= Requirements =
Your task is to repeat the entries word for word while leaving out the pictures.

Listed entries start

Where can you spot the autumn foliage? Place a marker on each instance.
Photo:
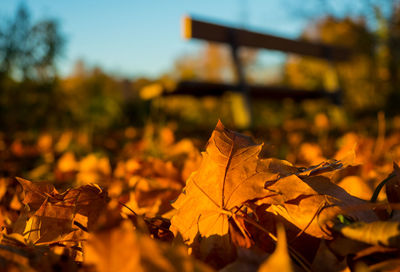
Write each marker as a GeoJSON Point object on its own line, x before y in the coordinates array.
{"type": "Point", "coordinates": [227, 208]}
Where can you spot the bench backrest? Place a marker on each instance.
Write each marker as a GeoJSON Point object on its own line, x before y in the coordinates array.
{"type": "Point", "coordinates": [222, 34]}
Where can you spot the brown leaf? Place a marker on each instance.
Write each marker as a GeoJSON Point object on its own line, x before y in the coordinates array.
{"type": "Point", "coordinates": [36, 192]}
{"type": "Point", "coordinates": [393, 186]}
{"type": "Point", "coordinates": [58, 214]}
{"type": "Point", "coordinates": [280, 259]}
{"type": "Point", "coordinates": [384, 233]}
{"type": "Point", "coordinates": [124, 249]}
{"type": "Point", "coordinates": [227, 177]}
{"type": "Point", "coordinates": [230, 174]}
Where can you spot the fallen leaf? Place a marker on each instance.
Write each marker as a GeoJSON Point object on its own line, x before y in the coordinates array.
{"type": "Point", "coordinates": [279, 259]}
{"type": "Point", "coordinates": [229, 175]}
{"type": "Point", "coordinates": [386, 233]}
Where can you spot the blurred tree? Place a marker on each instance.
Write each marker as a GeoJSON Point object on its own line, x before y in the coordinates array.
{"type": "Point", "coordinates": [29, 51]}
{"type": "Point", "coordinates": [372, 29]}
{"type": "Point", "coordinates": [212, 63]}
{"type": "Point", "coordinates": [29, 98]}
{"type": "Point", "coordinates": [93, 99]}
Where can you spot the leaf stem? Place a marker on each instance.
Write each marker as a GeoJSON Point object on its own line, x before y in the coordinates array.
{"type": "Point", "coordinates": [380, 186]}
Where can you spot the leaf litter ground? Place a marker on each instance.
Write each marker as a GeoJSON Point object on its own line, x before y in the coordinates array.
{"type": "Point", "coordinates": [224, 209]}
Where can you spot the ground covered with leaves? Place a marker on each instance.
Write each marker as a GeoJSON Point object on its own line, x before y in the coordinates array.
{"type": "Point", "coordinates": [162, 205]}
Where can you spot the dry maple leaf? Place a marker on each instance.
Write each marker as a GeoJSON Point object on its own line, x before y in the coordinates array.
{"type": "Point", "coordinates": [51, 215]}
{"type": "Point", "coordinates": [230, 174]}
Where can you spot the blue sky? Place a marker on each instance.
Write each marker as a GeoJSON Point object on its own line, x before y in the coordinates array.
{"type": "Point", "coordinates": [135, 38]}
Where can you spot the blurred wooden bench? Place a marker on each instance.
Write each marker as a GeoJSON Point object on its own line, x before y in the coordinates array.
{"type": "Point", "coordinates": [236, 38]}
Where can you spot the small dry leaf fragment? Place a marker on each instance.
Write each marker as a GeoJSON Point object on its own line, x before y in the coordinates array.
{"type": "Point", "coordinates": [52, 216]}
{"type": "Point", "coordinates": [124, 249]}
{"type": "Point", "coordinates": [393, 186]}
{"type": "Point", "coordinates": [310, 201]}
{"type": "Point", "coordinates": [36, 192]}
{"type": "Point", "coordinates": [386, 233]}
{"type": "Point", "coordinates": [279, 259]}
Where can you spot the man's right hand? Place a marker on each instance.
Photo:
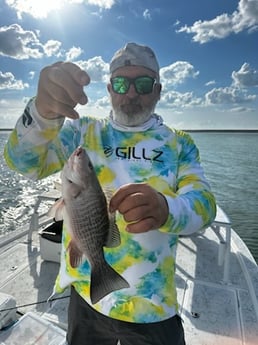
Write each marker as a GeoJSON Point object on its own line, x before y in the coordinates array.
{"type": "Point", "coordinates": [60, 89]}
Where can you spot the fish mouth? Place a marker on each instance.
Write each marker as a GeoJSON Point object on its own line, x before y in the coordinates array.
{"type": "Point", "coordinates": [78, 151]}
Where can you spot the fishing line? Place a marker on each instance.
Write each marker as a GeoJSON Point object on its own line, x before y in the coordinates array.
{"type": "Point", "coordinates": [35, 303]}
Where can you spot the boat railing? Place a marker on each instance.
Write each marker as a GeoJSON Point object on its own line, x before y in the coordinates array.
{"type": "Point", "coordinates": [222, 222]}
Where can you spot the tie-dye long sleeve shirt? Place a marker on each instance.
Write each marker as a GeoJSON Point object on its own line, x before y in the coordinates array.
{"type": "Point", "coordinates": [166, 159]}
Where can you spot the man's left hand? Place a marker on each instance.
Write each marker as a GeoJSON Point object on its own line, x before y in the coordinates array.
{"type": "Point", "coordinates": [142, 207]}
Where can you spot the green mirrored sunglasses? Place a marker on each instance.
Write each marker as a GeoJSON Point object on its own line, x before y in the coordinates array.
{"type": "Point", "coordinates": [143, 84]}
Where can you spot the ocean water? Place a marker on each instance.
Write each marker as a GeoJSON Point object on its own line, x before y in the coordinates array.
{"type": "Point", "coordinates": [230, 161]}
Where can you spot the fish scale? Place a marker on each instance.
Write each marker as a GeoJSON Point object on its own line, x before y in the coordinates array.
{"type": "Point", "coordinates": [83, 207]}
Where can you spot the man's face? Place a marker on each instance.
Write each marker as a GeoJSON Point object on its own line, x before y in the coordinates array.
{"type": "Point", "coordinates": [131, 108]}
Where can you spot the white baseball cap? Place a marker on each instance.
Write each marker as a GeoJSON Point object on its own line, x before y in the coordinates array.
{"type": "Point", "coordinates": [133, 54]}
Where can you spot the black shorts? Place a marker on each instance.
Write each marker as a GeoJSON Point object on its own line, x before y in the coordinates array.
{"type": "Point", "coordinates": [88, 327]}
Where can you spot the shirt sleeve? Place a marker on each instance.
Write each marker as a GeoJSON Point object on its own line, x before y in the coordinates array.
{"type": "Point", "coordinates": [38, 147]}
{"type": "Point", "coordinates": [192, 206]}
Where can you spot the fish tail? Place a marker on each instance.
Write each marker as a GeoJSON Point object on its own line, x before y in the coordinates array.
{"type": "Point", "coordinates": [104, 280]}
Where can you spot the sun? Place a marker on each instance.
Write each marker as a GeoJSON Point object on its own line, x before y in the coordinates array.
{"type": "Point", "coordinates": [37, 8]}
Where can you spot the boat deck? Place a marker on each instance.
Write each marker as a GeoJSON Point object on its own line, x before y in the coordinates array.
{"type": "Point", "coordinates": [217, 285]}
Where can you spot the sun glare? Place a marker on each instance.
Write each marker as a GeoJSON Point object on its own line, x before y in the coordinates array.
{"type": "Point", "coordinates": [39, 8]}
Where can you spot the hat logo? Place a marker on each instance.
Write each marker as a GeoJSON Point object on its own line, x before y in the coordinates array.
{"type": "Point", "coordinates": [127, 62]}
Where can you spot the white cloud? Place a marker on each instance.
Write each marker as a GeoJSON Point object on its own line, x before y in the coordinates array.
{"type": "Point", "coordinates": [52, 48]}
{"type": "Point", "coordinates": [73, 53]}
{"type": "Point", "coordinates": [245, 77]}
{"type": "Point", "coordinates": [8, 82]}
{"type": "Point", "coordinates": [96, 67]}
{"type": "Point", "coordinates": [211, 82]}
{"type": "Point", "coordinates": [228, 95]}
{"type": "Point", "coordinates": [20, 44]}
{"type": "Point", "coordinates": [244, 18]}
{"type": "Point", "coordinates": [107, 4]}
{"type": "Point", "coordinates": [177, 73]}
{"type": "Point", "coordinates": [179, 100]}
{"type": "Point", "coordinates": [41, 8]}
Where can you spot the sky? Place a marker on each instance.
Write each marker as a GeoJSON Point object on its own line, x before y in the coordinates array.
{"type": "Point", "coordinates": [207, 52]}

Listed entries end

= Result of the task =
Where can you spot the autumn foliage? Place a marker on each instance.
Photo:
Write each marker as a GeoJSON Point object on its own line, x before y in the coordinates array.
{"type": "Point", "coordinates": [227, 208]}
Where can you spot the bench backrest? Place a marker on each instance.
Write each marker as a GeoJSON Point object on its own line, x before y in the coordinates array.
{"type": "Point", "coordinates": [222, 34]}
Where can you spot the brown leaf? Place a marker on each instance.
Write each marker as a GeoJSON Point object on its own line, x before y in the coordinates array.
{"type": "Point", "coordinates": [36, 192]}
{"type": "Point", "coordinates": [393, 186]}
{"type": "Point", "coordinates": [58, 214]}
{"type": "Point", "coordinates": [280, 259]}
{"type": "Point", "coordinates": [384, 233]}
{"type": "Point", "coordinates": [124, 249]}
{"type": "Point", "coordinates": [227, 177]}
{"type": "Point", "coordinates": [230, 174]}
Where can you spot the fallen leaf? Place a marker on each instance.
Write each marker as a GeoJSON Point object on its own line, x before y in the coordinates array.
{"type": "Point", "coordinates": [279, 259]}
{"type": "Point", "coordinates": [229, 175]}
{"type": "Point", "coordinates": [386, 233]}
Where can you spot the blurred tree? Place a marker on each instance.
Write each marker as a GeoJSON Point object on its own line, x before y in the coordinates array.
{"type": "Point", "coordinates": [29, 51]}
{"type": "Point", "coordinates": [372, 29]}
{"type": "Point", "coordinates": [212, 63]}
{"type": "Point", "coordinates": [29, 98]}
{"type": "Point", "coordinates": [93, 99]}
Where can you spot the leaf stem? Place a marker on each instance.
Write each marker as a GeoJSON Point object on its own line, x before y in the coordinates array.
{"type": "Point", "coordinates": [380, 186]}
Where can you spot the leaf litter ground? Place a marker on each instance.
Write each marker as a GeoJSON Point object on its own line, x before y in the coordinates array.
{"type": "Point", "coordinates": [224, 209]}
Where can you spot the ground covered with leaves? Place a marker on each instance.
Write each marker as a GeoJSON Point object on its own line, x before y in the coordinates array.
{"type": "Point", "coordinates": [162, 205]}
Where can you spot the dry maple leaf? Place a marker on each instance.
Write each marker as a GeoJSON Point object on its own line, x before y in the coordinates array.
{"type": "Point", "coordinates": [51, 215]}
{"type": "Point", "coordinates": [230, 174]}
Where can you spot the blue sky? Place a marker on each instance.
Write each marker as a GeoJSON Point object on its own line, x before y in the coordinates array.
{"type": "Point", "coordinates": [135, 38]}
Where can you spot the blurred wooden bench? Place a marker on each instance.
Write each marker as a GeoJSON Point object on its own line, x before y in the coordinates array.
{"type": "Point", "coordinates": [236, 38]}
Where can you spot the small dry leaf fragment? Place a marker on each instance.
Write each marker as a GeoJSON Point object on its own line, x before y in the coordinates array.
{"type": "Point", "coordinates": [52, 216]}
{"type": "Point", "coordinates": [124, 249]}
{"type": "Point", "coordinates": [393, 186]}
{"type": "Point", "coordinates": [310, 201]}
{"type": "Point", "coordinates": [36, 192]}
{"type": "Point", "coordinates": [386, 233]}
{"type": "Point", "coordinates": [279, 259]}
Where can you spot the man's right hand? Place a marker on each instance.
Photo:
Write each marker as a GeoJSON Point object on its own line, x before y in the coordinates array.
{"type": "Point", "coordinates": [60, 89]}
Where can you spot the fish mouth? Place a marker on each instance.
Write each marker as a GeoJSON Point object on its own line, x before y in the coordinates array.
{"type": "Point", "coordinates": [78, 151]}
Where can you spot the fishing line? Place a marker on each instance.
Write each marker as a GeoJSON Point object on its own line, x before y in the coordinates array.
{"type": "Point", "coordinates": [35, 303]}
Where can you spot the boat railing? Place a marker on each instance.
Write each marker as a GeoJSON Point object on its own line, x before y in the coordinates array.
{"type": "Point", "coordinates": [222, 222]}
Where can you spot the tie-dye long sleeve shirt? Place a marker on each instance.
Write each marker as a GeoJSON Point object on its own line, x before y in the coordinates array.
{"type": "Point", "coordinates": [166, 159]}
Where can you spot the man's left hand? Place a marker on each instance.
Write each marker as a GeoJSON Point object on its own line, x before y in the coordinates array.
{"type": "Point", "coordinates": [142, 207]}
Where can you spot the green mirrored sunglasses? Place a marker on each instance.
Write each marker as a GeoJSON Point object on its own line, x before y in the coordinates array.
{"type": "Point", "coordinates": [143, 84]}
Where can you spot the ocean water? Place a marker on each instance.
Write each marker as a GeoJSON Point object on its own line, x before y in the coordinates array.
{"type": "Point", "coordinates": [230, 161]}
Where can you spot the fish scale? Place a marker on each instance.
Write each marker as a GeoJSON Point object on its own line, x before y in the coordinates array.
{"type": "Point", "coordinates": [83, 207]}
Where can you spot the man's face? Place a marker on each instance.
Write each marker as a GeoJSON Point object on its own line, x before y in the coordinates array.
{"type": "Point", "coordinates": [131, 108]}
Where can you spot the white baseball cap? Place a marker on each instance.
Write each marker as a GeoJSON Point object on its own line, x before y in the coordinates array.
{"type": "Point", "coordinates": [133, 54]}
Where can you spot the black shorts? Place a marker on each instance.
Write each marker as a GeoJSON Point object on its own line, x before y in the coordinates array.
{"type": "Point", "coordinates": [88, 327]}
Where can you spot the shirt sleeve? Place a marker on each instance.
Write each marker as a GeoJSON Point object on its own line, x before y in the coordinates array.
{"type": "Point", "coordinates": [38, 147]}
{"type": "Point", "coordinates": [192, 206]}
Where can you spot the fish tail? Place a marker on each instance.
Write each marker as a GeoJSON Point object on its own line, x before y in the coordinates array.
{"type": "Point", "coordinates": [104, 280]}
Where can you spot the sun? Place a marker on each instance.
Write each marker as a GeoJSON Point object on its own line, x before y in the coordinates array.
{"type": "Point", "coordinates": [37, 8]}
Where can you spot the boat deck? Place a marker on each instance.
Write each marker as a GeoJSON Point object on its own line, x before y in the coordinates array.
{"type": "Point", "coordinates": [217, 285]}
Where can you spot the sun glare? Place a marker on each instance.
Write each marker as a GeoJSON Point object on its own line, x before y in the coordinates array.
{"type": "Point", "coordinates": [39, 8]}
Where can you spot the hat logo? Place a marker on each instance.
Write each marker as a GeoJSON Point object on its own line, x before y in the coordinates array.
{"type": "Point", "coordinates": [127, 62]}
Where can you spot the white cloud? Place a marker on each instance.
Write each marker as a GeoJSON Point object on its own line, x before y in the coordinates array.
{"type": "Point", "coordinates": [52, 48]}
{"type": "Point", "coordinates": [73, 53]}
{"type": "Point", "coordinates": [245, 77]}
{"type": "Point", "coordinates": [8, 82]}
{"type": "Point", "coordinates": [96, 67]}
{"type": "Point", "coordinates": [211, 82]}
{"type": "Point", "coordinates": [228, 95]}
{"type": "Point", "coordinates": [20, 44]}
{"type": "Point", "coordinates": [244, 18]}
{"type": "Point", "coordinates": [107, 4]}
{"type": "Point", "coordinates": [177, 73]}
{"type": "Point", "coordinates": [179, 100]}
{"type": "Point", "coordinates": [41, 8]}
Where can you spot the sky? Place a marker on each instance.
Write each marker as a GeoJSON Point object on its own line, x before y in the coordinates array.
{"type": "Point", "coordinates": [207, 52]}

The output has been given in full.